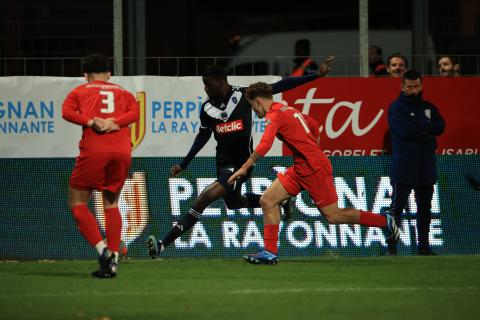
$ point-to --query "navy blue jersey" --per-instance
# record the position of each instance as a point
(230, 121)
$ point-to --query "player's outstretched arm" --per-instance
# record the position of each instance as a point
(200, 141)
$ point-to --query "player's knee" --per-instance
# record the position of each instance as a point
(231, 205)
(266, 202)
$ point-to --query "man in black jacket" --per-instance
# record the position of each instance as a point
(414, 124)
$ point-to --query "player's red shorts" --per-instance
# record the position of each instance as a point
(319, 185)
(100, 171)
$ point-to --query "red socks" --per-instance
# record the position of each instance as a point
(87, 224)
(270, 237)
(372, 220)
(113, 228)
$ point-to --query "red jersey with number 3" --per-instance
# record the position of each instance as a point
(103, 100)
(299, 132)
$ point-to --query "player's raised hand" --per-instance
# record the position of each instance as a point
(111, 125)
(98, 125)
(325, 66)
(175, 170)
(237, 175)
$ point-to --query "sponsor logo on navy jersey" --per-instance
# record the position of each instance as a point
(229, 127)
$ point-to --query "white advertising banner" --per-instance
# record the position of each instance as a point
(31, 123)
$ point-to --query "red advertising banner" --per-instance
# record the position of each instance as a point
(353, 112)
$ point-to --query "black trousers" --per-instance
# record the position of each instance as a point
(423, 198)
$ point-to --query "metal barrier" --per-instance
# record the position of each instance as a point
(346, 65)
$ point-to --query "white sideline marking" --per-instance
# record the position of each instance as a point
(235, 292)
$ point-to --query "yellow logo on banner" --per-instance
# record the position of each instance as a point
(137, 129)
(133, 206)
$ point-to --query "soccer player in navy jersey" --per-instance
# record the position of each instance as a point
(311, 171)
(227, 114)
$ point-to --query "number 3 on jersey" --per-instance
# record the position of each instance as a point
(302, 121)
(108, 100)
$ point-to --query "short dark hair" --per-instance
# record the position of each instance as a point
(397, 55)
(452, 59)
(95, 63)
(259, 89)
(411, 75)
(215, 71)
(378, 50)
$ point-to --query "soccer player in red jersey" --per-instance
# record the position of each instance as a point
(104, 110)
(311, 171)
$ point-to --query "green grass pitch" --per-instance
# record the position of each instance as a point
(442, 287)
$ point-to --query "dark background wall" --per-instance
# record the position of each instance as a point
(55, 28)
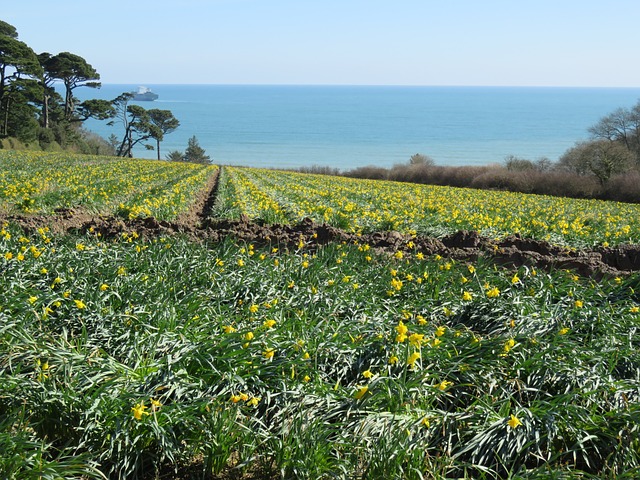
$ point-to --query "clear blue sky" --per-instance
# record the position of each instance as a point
(361, 42)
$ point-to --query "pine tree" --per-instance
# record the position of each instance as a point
(195, 153)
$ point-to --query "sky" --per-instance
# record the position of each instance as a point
(585, 43)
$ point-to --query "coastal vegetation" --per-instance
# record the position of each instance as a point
(33, 115)
(127, 352)
(140, 338)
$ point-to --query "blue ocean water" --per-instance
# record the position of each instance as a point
(351, 126)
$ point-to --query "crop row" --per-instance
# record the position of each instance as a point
(361, 205)
(37, 182)
(339, 362)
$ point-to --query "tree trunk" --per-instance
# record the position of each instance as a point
(45, 111)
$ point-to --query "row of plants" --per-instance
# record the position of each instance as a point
(365, 205)
(39, 183)
(130, 357)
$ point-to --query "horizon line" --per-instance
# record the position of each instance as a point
(370, 85)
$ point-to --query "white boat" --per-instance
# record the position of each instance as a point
(144, 95)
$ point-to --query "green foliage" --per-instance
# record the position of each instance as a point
(195, 153)
(123, 356)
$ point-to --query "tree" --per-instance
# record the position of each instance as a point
(17, 61)
(74, 72)
(138, 129)
(8, 30)
(420, 159)
(175, 156)
(601, 158)
(195, 153)
(163, 123)
(621, 126)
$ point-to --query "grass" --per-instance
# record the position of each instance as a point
(125, 357)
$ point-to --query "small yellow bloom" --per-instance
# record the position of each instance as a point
(139, 410)
(443, 385)
(415, 339)
(361, 392)
(514, 422)
(493, 292)
(413, 358)
(268, 353)
(509, 344)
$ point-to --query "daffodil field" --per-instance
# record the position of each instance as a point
(164, 357)
(369, 205)
(38, 182)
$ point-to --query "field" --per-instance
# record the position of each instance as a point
(211, 344)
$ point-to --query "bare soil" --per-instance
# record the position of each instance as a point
(469, 246)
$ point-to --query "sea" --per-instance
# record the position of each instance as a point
(345, 127)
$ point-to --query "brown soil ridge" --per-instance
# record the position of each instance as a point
(512, 251)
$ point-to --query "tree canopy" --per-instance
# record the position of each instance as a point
(32, 110)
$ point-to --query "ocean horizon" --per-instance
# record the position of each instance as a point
(345, 127)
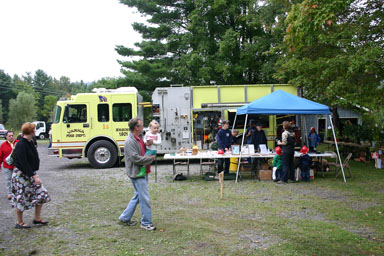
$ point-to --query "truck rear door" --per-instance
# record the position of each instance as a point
(75, 129)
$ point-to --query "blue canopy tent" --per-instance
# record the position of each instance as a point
(280, 103)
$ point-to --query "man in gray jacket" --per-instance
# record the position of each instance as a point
(134, 150)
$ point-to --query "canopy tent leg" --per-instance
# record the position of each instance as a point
(304, 133)
(242, 142)
(234, 122)
(337, 148)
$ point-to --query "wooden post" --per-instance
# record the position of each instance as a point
(221, 180)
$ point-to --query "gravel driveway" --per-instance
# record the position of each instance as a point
(61, 178)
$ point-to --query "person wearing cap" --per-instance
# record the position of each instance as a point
(250, 130)
(313, 139)
(6, 149)
(288, 140)
(304, 163)
(277, 165)
(258, 138)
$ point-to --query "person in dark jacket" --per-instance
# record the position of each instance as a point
(288, 142)
(304, 163)
(224, 142)
(27, 187)
(5, 150)
(313, 139)
(258, 138)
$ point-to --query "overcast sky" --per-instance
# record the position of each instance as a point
(73, 38)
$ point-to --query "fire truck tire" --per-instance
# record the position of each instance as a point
(102, 154)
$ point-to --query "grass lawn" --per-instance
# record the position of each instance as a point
(324, 217)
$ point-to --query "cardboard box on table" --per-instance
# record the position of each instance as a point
(265, 174)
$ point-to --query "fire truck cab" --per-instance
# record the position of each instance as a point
(94, 125)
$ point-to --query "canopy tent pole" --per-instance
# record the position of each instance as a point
(242, 142)
(304, 133)
(337, 148)
(234, 122)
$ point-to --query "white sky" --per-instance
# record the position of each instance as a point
(73, 38)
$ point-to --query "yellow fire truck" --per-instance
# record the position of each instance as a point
(95, 125)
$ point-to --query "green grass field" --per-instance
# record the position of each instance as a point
(325, 217)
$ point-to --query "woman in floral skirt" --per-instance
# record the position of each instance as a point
(27, 188)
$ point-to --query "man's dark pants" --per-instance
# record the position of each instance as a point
(288, 166)
(221, 162)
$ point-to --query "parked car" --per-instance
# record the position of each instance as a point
(3, 131)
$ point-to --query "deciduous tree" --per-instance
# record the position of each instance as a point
(21, 110)
(334, 49)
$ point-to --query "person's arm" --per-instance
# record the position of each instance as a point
(136, 157)
(299, 162)
(1, 154)
(22, 160)
(265, 141)
(284, 139)
(145, 137)
(158, 139)
(220, 143)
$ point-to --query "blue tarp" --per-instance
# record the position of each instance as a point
(280, 103)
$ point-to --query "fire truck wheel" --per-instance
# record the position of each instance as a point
(102, 154)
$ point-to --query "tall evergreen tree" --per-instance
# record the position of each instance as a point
(6, 87)
(1, 112)
(202, 41)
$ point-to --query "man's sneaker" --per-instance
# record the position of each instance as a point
(129, 222)
(148, 227)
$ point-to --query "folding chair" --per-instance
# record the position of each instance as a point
(211, 163)
(345, 166)
(180, 163)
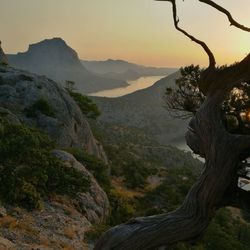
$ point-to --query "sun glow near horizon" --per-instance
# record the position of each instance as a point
(138, 31)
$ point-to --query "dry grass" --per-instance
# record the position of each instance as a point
(117, 183)
(70, 232)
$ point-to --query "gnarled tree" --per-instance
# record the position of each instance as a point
(207, 136)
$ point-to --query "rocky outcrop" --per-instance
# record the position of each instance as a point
(94, 203)
(55, 59)
(61, 223)
(3, 57)
(40, 102)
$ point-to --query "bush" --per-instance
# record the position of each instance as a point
(42, 106)
(29, 172)
(136, 174)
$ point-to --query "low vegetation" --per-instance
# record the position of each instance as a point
(29, 172)
(87, 106)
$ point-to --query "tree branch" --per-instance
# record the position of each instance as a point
(211, 57)
(226, 12)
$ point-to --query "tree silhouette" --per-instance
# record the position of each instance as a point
(223, 149)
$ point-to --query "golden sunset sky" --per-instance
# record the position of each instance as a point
(139, 31)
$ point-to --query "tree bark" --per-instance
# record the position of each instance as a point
(222, 151)
(207, 135)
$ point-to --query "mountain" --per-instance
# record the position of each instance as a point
(144, 110)
(55, 59)
(122, 68)
(3, 57)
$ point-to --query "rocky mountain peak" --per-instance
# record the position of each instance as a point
(3, 57)
(51, 52)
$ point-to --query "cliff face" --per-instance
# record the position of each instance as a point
(3, 57)
(40, 102)
(55, 59)
(36, 101)
(61, 223)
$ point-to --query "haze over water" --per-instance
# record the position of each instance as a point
(140, 83)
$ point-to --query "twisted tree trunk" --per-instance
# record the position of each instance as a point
(206, 136)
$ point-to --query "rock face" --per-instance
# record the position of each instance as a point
(3, 57)
(55, 59)
(93, 204)
(144, 110)
(40, 102)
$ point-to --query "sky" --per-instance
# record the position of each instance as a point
(139, 31)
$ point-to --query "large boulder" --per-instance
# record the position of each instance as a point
(93, 204)
(40, 102)
(3, 57)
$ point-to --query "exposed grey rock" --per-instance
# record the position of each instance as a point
(94, 204)
(6, 244)
(3, 57)
(20, 90)
(55, 59)
(3, 211)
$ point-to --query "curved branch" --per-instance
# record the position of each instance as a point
(227, 13)
(211, 57)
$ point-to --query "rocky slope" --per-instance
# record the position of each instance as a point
(40, 102)
(55, 59)
(3, 57)
(62, 220)
(144, 109)
(61, 223)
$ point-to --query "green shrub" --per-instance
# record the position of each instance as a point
(122, 208)
(87, 106)
(136, 173)
(40, 106)
(29, 172)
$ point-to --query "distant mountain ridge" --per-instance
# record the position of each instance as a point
(144, 110)
(120, 69)
(55, 59)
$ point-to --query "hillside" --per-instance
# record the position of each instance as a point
(55, 59)
(120, 69)
(144, 109)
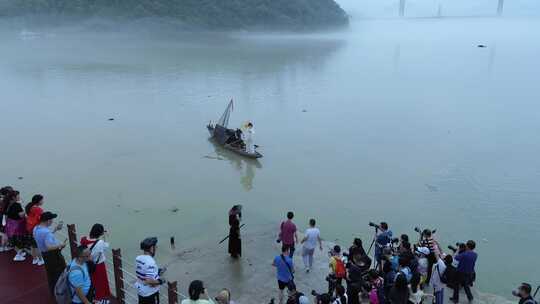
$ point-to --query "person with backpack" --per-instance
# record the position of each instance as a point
(97, 245)
(148, 273)
(384, 238)
(438, 279)
(33, 213)
(50, 248)
(341, 295)
(16, 225)
(4, 191)
(524, 294)
(337, 270)
(79, 277)
(376, 294)
(465, 271)
(284, 272)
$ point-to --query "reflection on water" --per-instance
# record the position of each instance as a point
(245, 166)
(389, 105)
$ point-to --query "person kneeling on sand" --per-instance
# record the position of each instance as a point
(197, 294)
(224, 297)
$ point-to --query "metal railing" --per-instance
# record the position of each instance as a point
(125, 291)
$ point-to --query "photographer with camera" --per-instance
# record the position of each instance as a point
(383, 239)
(524, 294)
(356, 248)
(427, 241)
(465, 271)
(337, 269)
(324, 298)
(356, 270)
(399, 294)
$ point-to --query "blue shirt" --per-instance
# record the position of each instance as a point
(283, 273)
(44, 238)
(79, 279)
(467, 261)
(383, 239)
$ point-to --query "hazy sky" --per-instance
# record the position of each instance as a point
(427, 8)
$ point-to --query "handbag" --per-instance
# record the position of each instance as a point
(290, 285)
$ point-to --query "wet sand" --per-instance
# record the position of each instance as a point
(252, 278)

★ ★ ★

> Problem to solve: Find each line in the records above that contains the word "mountain", and copy every one of those lines in full.

> Written answer:
$ point-to --query "mountain" --per-instance
$ point-to --query "rocky mountain peak" --per-instance
$ point-to --query "distant mountain ridge" --per-instance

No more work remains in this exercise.